Tâche demandée
Réécrivez le passage de l'article sur le verbe complaire en commençant à « Complaire qqn du » et en terminant à « t.4, c.1456-1471, 155). », avec « duc » remplacé par « comte ».

Extrait du document
------------------------

Empl. abs. : Flateur est la seraine qui en chantant noye, et est comme le scorpion. Flateur, qui pis est, corrumpt la verité de vraye foy pour complaire et prouffiter a soy, et fait croire mensonges, sourceries, charmeries et ydolatries (GERS., Annonc., a.1400, 235). ...mais, depuis que je suis né, j'ay veü en beaucoup de lieux qu'on disoit, pour ung homme qu'on avoit tué, cent, pour cuyder complaire ; et avecques telz mensonges s'abusent bien aucunes fois les maistres. (COMM., I, 1489-1491, 107).

 

b)

[Rare] Complaire qqn : ...si mettra peine en toutes manieres raisonnables et licites de les complaire et faire leur gré, et les attraira amiablement, et a chiere joyeuse sera procuraresse pour eulx vers son seigneur se besoings est, et s'il advenoit qu'il y eust aucun contens entre eulx, elle se mettra en peine d'en faire la paix. (CHR. PIZ., Trois vertus W.H., c.1405, 57).

 

-

Complaire qqn du tout. "Chercher à plaire à qqn en tout" : Si ne les doivent pas complaire Du tout [les enfants que l'on garde], mais donner exemplaire De tout bien (CHR. PIZ., M.F., II, 1400-1403, 53).

 

-

Au passif : Et eux approchant la ville de Valenciennes, envoya le duc au devant de eux l'évesque de Tournay avec ceux du conseil. Envoya aussi grant part de sa baronnie et des nobles de son hostel pour les bienviègnier. Et tous ensemble les menèrent descendre en leur logis, là où ils furent aisés et complus de tout ce qu'il estoit possible de faire et de penser, et tout aux despens et provision du duc jusques un denier près (CHASTELL., Chron. K., t.4, c.1456-1471, 155).

B. -

(Se) complaire à qqc., complaire qqc.

 

1.

"Satisfaire à qqc."

 

a)

Complaire à qqc.

------------------------

Entrées extraites
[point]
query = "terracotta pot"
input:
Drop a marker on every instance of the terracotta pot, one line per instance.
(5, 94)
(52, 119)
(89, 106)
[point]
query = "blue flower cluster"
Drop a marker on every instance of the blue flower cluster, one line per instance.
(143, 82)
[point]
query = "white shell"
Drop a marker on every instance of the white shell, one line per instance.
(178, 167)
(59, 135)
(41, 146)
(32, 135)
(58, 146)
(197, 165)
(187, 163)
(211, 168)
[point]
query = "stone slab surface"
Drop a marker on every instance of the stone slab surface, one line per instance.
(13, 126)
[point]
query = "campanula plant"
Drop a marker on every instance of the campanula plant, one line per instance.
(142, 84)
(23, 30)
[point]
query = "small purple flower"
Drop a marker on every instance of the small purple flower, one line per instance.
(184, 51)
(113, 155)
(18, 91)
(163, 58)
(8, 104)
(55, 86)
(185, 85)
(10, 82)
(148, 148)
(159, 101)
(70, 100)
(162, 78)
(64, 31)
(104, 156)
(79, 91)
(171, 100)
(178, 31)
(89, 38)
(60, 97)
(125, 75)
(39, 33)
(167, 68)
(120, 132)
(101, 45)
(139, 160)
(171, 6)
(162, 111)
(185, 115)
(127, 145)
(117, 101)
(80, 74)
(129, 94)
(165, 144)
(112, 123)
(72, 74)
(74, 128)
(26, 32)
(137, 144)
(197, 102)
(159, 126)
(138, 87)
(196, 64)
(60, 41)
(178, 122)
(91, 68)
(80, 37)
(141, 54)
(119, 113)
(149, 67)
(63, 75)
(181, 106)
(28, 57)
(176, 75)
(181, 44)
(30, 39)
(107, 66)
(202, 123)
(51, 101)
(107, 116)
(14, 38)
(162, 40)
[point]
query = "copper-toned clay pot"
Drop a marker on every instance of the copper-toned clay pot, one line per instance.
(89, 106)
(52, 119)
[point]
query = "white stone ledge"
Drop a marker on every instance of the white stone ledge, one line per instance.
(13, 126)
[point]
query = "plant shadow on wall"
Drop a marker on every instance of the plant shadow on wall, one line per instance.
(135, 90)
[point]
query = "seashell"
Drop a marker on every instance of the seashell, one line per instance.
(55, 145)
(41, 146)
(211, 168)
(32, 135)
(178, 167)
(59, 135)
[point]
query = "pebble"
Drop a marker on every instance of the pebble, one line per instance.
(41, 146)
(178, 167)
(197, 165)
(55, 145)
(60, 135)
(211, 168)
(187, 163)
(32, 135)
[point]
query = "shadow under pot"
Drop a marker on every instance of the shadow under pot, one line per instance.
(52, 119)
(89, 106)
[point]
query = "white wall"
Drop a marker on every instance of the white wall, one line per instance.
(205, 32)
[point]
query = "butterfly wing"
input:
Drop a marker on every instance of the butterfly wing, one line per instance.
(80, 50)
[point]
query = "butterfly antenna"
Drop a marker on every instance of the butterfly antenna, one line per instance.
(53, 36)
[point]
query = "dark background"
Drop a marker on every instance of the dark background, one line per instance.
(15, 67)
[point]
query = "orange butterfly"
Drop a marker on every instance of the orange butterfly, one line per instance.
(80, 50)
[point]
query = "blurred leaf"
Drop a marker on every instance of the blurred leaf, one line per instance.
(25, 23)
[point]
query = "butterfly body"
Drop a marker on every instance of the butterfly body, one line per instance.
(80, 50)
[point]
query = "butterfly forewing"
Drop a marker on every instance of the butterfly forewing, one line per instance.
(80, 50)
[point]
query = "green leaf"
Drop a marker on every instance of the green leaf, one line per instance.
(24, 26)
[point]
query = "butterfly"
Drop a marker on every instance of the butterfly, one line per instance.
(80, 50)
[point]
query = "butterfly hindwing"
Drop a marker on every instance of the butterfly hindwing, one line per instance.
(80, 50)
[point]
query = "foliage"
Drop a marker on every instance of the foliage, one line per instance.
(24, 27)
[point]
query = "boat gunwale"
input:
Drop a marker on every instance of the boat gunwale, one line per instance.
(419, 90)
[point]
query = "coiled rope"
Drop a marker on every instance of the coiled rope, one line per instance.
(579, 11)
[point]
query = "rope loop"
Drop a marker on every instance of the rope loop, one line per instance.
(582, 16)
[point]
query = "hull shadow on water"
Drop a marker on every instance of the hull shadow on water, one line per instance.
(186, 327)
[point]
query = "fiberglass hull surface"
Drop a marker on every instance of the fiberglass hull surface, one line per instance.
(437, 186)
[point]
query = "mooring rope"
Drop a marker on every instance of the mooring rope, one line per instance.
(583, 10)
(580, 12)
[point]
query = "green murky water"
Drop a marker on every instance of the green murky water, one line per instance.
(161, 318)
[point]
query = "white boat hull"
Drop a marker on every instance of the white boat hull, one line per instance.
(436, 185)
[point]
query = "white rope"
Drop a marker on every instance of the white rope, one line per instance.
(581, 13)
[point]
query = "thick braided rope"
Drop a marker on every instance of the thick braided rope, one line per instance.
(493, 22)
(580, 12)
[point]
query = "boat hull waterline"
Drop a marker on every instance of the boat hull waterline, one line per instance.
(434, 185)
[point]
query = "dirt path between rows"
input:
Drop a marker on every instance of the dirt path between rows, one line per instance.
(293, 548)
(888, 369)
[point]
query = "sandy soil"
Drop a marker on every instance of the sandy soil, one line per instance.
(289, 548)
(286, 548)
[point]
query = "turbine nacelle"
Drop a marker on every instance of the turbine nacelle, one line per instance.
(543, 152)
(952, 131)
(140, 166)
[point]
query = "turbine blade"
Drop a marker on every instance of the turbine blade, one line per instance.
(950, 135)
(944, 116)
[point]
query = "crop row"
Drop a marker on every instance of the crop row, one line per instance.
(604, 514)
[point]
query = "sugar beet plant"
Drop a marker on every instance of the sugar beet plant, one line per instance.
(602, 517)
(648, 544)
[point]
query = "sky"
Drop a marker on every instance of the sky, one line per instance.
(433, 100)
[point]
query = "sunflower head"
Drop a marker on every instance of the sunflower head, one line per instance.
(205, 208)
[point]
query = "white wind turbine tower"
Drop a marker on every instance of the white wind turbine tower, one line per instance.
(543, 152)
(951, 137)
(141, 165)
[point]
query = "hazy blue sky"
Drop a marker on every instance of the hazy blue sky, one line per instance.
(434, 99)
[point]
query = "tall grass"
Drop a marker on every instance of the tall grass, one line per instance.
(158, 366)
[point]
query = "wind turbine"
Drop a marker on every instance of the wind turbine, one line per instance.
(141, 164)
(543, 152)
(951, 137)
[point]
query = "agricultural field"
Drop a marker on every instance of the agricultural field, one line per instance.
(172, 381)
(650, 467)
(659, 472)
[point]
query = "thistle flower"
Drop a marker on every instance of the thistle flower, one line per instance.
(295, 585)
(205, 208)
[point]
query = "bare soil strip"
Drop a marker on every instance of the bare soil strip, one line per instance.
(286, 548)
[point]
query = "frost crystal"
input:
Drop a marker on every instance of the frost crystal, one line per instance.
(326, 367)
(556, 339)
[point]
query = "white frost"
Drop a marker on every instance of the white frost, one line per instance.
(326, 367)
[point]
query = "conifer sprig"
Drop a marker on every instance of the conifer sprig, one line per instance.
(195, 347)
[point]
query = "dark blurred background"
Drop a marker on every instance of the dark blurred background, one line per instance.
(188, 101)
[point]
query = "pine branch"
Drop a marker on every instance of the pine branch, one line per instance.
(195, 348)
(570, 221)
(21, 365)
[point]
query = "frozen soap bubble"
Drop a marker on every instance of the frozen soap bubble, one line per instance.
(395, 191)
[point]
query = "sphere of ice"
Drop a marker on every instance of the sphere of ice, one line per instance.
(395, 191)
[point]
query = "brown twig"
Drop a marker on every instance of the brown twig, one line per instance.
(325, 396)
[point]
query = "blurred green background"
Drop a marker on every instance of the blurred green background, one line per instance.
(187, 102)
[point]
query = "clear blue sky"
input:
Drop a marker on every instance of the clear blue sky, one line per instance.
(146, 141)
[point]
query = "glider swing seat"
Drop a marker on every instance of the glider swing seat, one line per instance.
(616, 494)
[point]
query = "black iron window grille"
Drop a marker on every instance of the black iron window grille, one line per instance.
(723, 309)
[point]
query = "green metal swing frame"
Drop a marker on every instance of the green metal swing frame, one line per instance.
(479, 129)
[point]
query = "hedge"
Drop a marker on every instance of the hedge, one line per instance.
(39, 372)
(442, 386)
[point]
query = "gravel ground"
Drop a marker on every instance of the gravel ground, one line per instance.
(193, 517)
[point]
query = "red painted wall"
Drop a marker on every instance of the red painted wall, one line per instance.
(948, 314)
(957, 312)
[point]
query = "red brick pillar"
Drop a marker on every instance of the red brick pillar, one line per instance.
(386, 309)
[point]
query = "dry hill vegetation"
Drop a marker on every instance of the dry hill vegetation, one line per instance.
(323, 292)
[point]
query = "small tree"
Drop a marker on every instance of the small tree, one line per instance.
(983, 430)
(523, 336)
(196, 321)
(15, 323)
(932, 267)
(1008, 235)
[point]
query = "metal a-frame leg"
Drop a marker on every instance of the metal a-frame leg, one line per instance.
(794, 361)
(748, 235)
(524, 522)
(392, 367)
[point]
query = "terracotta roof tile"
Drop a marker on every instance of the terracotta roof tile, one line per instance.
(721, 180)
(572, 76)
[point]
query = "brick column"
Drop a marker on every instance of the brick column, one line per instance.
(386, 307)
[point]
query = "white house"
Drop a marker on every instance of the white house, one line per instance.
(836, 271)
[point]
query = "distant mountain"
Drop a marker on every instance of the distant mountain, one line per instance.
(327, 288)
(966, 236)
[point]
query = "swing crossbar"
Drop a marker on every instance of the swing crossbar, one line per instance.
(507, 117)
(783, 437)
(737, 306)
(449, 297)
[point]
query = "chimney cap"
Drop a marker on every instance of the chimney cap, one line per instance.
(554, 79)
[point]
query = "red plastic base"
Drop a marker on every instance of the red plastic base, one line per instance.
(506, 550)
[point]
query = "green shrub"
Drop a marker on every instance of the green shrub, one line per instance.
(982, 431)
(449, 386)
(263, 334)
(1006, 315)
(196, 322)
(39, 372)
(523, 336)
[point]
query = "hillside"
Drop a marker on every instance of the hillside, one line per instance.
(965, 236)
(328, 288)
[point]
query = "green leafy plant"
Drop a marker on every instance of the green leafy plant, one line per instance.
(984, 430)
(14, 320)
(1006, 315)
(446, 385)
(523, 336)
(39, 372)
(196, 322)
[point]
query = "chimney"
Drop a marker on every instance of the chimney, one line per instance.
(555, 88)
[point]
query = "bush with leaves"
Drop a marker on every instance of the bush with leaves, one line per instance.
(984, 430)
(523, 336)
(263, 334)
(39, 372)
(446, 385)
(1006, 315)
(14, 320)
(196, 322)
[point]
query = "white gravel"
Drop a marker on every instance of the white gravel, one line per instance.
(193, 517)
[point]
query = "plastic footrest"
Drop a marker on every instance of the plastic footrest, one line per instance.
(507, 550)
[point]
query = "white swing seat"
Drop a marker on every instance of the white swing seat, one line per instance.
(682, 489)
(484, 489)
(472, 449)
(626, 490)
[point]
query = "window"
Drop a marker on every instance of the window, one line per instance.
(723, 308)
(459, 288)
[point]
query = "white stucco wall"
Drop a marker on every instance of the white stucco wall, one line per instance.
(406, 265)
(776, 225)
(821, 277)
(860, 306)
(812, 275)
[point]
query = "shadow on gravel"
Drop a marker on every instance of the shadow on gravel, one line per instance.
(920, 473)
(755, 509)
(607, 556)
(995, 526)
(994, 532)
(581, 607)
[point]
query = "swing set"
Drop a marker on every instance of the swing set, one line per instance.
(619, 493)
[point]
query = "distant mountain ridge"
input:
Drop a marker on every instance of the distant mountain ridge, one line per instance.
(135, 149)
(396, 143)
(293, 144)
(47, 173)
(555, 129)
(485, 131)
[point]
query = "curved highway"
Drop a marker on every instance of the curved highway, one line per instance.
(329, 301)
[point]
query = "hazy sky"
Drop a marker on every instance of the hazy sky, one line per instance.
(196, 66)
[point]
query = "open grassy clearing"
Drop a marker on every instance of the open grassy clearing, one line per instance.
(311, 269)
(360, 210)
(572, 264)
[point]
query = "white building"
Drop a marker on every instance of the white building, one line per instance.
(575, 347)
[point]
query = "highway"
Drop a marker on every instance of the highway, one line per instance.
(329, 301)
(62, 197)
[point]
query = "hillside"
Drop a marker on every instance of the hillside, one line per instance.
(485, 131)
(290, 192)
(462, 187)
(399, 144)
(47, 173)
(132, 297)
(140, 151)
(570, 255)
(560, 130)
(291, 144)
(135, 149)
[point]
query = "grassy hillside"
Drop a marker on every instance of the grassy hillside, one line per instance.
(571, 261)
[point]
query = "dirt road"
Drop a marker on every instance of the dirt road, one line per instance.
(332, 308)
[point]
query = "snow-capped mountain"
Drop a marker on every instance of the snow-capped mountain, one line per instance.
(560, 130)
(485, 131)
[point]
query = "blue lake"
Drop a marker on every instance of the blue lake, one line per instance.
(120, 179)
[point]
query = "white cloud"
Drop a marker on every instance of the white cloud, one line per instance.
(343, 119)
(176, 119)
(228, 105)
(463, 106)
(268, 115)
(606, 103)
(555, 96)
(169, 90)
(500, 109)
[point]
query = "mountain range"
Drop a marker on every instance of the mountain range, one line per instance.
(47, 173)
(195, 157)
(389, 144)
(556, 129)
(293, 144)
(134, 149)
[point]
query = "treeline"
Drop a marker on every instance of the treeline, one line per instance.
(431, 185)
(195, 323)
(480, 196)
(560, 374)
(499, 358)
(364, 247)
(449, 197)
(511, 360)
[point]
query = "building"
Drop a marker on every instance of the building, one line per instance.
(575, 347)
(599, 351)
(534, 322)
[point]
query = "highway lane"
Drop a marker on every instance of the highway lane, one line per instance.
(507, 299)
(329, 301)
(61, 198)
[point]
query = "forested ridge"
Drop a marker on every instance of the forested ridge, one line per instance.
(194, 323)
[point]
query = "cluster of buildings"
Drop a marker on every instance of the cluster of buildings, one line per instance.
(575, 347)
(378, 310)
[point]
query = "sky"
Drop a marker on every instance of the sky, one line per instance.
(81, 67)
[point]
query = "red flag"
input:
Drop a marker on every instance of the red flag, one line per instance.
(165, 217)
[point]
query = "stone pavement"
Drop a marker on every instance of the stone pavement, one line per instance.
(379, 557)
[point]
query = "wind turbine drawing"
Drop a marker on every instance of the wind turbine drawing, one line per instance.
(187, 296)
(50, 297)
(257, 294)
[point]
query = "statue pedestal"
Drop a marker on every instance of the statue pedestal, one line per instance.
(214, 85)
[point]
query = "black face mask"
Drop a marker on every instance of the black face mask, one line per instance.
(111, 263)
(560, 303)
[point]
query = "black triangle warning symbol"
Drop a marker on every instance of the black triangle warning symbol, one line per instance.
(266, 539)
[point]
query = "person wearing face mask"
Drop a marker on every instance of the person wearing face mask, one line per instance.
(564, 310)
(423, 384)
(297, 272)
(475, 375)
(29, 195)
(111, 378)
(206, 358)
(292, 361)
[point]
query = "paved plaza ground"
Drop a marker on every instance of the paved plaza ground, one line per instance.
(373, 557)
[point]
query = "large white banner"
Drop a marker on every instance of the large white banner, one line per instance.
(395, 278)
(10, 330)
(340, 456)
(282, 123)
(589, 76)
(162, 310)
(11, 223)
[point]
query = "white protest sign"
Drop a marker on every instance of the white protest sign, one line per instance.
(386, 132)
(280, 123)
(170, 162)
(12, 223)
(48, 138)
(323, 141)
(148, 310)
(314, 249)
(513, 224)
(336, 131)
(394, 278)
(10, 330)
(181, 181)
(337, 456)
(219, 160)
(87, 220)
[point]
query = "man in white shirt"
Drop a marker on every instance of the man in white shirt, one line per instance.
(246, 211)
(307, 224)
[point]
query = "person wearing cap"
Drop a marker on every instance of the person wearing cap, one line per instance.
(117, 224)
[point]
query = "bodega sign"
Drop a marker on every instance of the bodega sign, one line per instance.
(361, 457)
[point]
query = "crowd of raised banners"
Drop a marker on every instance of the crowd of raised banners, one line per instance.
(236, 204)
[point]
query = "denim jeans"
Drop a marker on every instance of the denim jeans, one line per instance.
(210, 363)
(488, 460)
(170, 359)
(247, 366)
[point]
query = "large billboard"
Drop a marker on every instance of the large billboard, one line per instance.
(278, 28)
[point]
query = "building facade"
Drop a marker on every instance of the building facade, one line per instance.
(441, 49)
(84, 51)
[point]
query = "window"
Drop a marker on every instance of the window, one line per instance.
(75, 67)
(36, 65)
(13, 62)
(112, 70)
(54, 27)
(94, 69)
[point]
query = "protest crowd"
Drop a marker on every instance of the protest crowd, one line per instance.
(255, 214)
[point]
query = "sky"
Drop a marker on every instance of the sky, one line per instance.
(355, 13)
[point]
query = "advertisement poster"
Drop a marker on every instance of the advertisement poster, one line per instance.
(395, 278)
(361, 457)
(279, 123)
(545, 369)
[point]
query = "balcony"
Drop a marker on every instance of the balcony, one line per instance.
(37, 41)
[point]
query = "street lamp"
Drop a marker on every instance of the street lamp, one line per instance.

------------------------

Tâche réalisée
Complaire qqn du tout. "Chercher à plaire à qqn en tout" : Si ne les doivent pas complaire Du tout [les enfants que l'on garde], mais donner exemplaire De tout bien (CHR. PIZ., M.F., II, 1400-1403, 53).

 

-

Au passif : Et eux approchant la ville de Valenciennes, envoya le comte au devant de eux l'évesque de Tournay avec ceux du conseil. Envoya aussi grant part de sa baronnie et des nobles de son hostel pour les bienviègnier. Et tous ensemble les menèrent descendre en leur logis, là où ils furent aisés et complus de tout ce qu'il estoit possible de faire et de penser, et tout aux despens et provision du comte jusques un denier près (CHASTELL., Chron. K., t.4, c.1456-1471, 155).